SET TASK:
Can you give this data again with every "hair accessory" swapped for "hair clip" and everything else unchanged?

DATA TO USE:
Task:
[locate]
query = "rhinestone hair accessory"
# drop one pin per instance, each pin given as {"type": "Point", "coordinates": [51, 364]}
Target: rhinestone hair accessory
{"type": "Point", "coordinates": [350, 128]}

REPLY:
Task:
[locate]
query = "rhinestone hair clip"
# drop one pin per instance, each pin given as {"type": "Point", "coordinates": [51, 364]}
Target: rhinestone hair clip
{"type": "Point", "coordinates": [350, 128]}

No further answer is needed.